Problem
Please provide the entries below again, word for word.

(Dataset items)
━━━━━━━━━━━━━━━━

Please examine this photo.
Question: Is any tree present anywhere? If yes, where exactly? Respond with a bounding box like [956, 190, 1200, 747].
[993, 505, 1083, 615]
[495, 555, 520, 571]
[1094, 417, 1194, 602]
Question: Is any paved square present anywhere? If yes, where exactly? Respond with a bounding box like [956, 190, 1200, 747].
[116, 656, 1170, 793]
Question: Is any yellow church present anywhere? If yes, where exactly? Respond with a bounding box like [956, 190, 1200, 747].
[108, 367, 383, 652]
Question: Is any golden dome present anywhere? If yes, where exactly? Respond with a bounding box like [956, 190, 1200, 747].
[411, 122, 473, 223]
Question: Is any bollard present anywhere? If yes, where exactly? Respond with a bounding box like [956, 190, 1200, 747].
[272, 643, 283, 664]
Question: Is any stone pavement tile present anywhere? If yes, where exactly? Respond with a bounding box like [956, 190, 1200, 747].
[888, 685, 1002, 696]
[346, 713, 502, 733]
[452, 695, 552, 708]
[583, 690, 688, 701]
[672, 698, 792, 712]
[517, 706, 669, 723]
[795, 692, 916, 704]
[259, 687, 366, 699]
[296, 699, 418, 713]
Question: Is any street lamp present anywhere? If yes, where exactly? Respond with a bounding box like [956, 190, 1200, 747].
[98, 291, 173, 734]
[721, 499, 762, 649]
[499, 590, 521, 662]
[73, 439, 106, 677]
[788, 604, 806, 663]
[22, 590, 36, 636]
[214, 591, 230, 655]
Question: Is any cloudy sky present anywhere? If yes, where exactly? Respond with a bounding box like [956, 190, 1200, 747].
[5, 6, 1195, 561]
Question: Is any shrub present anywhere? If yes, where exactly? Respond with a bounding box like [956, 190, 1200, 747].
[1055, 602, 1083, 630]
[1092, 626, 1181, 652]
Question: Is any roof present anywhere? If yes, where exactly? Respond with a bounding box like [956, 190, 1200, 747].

━━━━━━━━━━━━━━━━

Response
Please examine this photo.
Question: Is any tree present anywhere? If yes, where exactly? Respond with a bounding box like [956, 190, 1200, 747].
[993, 505, 1083, 615]
[495, 555, 520, 571]
[1094, 417, 1194, 602]
Question: Is any paved square present anywhere? If yes, where exactly? Respond with a bounding box like [956, 190, 1200, 747].
[116, 656, 1170, 793]
Question: Is any yellow church present anywhere? If yes, where exactly? Respond with a bounding box like [956, 190, 1200, 747].
[108, 367, 383, 652]
Question: Is any golden dome present anywhere? If yes, where exactly? Respond with a bounding box like [956, 190, 1200, 747].
[411, 122, 473, 223]
Question: Is any bollard present anywhere? If yes, where exactly? Respond with a bounding box like [956, 190, 1200, 747].
[272, 643, 283, 664]
Question: Is any stone pavement tile present anywhere? If yes, where exactly? Respond with a bounding box like [956, 190, 1200, 747].
[888, 685, 1002, 696]
[346, 713, 502, 733]
[452, 695, 552, 708]
[583, 690, 688, 701]
[672, 698, 792, 712]
[517, 706, 669, 723]
[795, 692, 916, 704]
[259, 687, 366, 699]
[296, 699, 418, 713]
Question: Is any street lamp present anywhere? If yes, where exactly? Respond with a bounding box like [956, 190, 1200, 747].
[98, 291, 173, 734]
[721, 499, 762, 649]
[499, 590, 521, 662]
[73, 439, 106, 677]
[788, 604, 806, 663]
[22, 590, 36, 636]
[214, 591, 230, 655]
Question: Is any cloudy sky present anywhere? If yes, where exactly? Respond with a bounding box like [956, 190, 1200, 747].
[5, 6, 1195, 561]
Question: Is any shrub present anywhere? If yes, where exactly? Respond with a bounding box like [956, 190, 1200, 747].
[1055, 602, 1083, 630]
[1092, 626, 1181, 652]
Question: Is any roof present anywhere? If yes, where exactly? Respond with a bounding box like [956, 190, 1200, 747].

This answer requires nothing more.